(Annotation data for object locations)

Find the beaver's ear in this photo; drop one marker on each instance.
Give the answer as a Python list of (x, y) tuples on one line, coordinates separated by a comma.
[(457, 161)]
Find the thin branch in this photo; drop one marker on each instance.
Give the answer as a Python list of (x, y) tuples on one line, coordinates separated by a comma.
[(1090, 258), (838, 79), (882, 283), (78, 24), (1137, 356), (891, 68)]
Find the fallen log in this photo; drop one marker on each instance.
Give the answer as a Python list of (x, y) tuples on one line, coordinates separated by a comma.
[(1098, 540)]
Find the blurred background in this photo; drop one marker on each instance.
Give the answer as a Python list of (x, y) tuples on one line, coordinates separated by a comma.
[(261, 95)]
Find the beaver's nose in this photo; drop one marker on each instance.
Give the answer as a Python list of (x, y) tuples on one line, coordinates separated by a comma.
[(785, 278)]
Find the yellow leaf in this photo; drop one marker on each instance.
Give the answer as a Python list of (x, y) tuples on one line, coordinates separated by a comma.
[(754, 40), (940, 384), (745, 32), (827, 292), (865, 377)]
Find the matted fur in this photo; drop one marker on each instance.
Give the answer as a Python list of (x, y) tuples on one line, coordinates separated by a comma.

## EXERCISE
Extract every line of the material above and reproduce each one verbatim, with no changes.

## COMPLETED EXERCISE
Find the beaver's ear in this photo; drop one marker on each instance.
Give the answer as a Python list of (x, y) tuples on one line, coordinates separated by a comma.
[(457, 161)]
Find the thin branch in this photo; drop one marker on each instance.
Give the answer as a Python list of (x, y) tuples on one line, coordinates separated by a comma.
[(1090, 258), (838, 79), (882, 283), (78, 24), (1137, 356), (891, 68)]
Find the fallen log in this photo; drop one marker on each instance.
Give the answer as a Python list of (x, y) tuples on one line, coordinates separated by a comma.
[(1098, 540)]
Find the blurred background in this photo; drop one marker on each instance.
Give the answer as a Python list of (x, y) tuples on one line, coordinates separated by a comma.
[(261, 95)]
Find the beaver's nose in this photo; drop one marker on each instance.
Give the answer as a Python list of (x, y) tuples on one line, coordinates separated by a comma.
[(785, 278)]
Find the yellow leaf in this photo; drop one marker on each instance.
Give the answer as a Python list of (x, y) tuples on one line, coordinates separated by a comma.
[(754, 40), (940, 384), (745, 32), (827, 292), (865, 377)]
Find the matted fur in this photo; drop one marker on each instance.
Give the answer as a Python list of (x, y) tuples on one line, coordinates separated by a comma.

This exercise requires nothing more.